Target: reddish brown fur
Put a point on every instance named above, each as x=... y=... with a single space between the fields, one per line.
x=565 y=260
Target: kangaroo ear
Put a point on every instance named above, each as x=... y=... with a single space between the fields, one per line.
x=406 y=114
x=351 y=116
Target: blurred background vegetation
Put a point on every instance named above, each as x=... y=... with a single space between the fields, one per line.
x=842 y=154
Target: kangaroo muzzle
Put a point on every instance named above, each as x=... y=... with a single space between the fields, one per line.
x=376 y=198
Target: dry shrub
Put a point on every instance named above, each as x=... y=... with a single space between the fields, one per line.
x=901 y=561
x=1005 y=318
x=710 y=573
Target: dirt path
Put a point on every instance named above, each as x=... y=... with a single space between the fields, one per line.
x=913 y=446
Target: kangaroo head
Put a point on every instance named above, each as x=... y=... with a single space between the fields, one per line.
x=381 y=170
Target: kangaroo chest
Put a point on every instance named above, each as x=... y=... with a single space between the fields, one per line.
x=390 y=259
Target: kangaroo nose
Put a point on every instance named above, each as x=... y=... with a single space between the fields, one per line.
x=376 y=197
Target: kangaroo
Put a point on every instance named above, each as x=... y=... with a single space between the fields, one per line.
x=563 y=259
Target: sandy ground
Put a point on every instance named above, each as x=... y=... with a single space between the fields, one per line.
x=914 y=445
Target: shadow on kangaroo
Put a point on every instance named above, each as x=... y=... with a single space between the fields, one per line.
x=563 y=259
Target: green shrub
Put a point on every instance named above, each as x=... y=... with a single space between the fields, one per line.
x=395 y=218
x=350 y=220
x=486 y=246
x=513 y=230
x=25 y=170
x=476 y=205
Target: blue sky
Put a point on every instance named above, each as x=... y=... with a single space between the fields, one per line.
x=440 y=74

_STATED TASK_:
Starting at the first line of the records and ending with the line containing "x=842 y=154", including both, output those lines as a JSON list of strings with one string per line and blank lines omitted.

_REPLY TO THE TASK_:
[
  "Target: reddish brown fur",
  "Put a point on every instance named above, each as x=... y=... with a single space between the fields, one per line.",
  "x=565 y=260",
  "Target: kangaroo ear",
  "Put a point on every instance named above, each as x=... y=... with a single space between the fields, one per line.",
  "x=406 y=114",
  "x=351 y=116",
  "Target: blurred background vegetation",
  "Put a point on every instance named above, each as x=... y=... with a single space between the fields, one per line.",
  "x=842 y=154"
]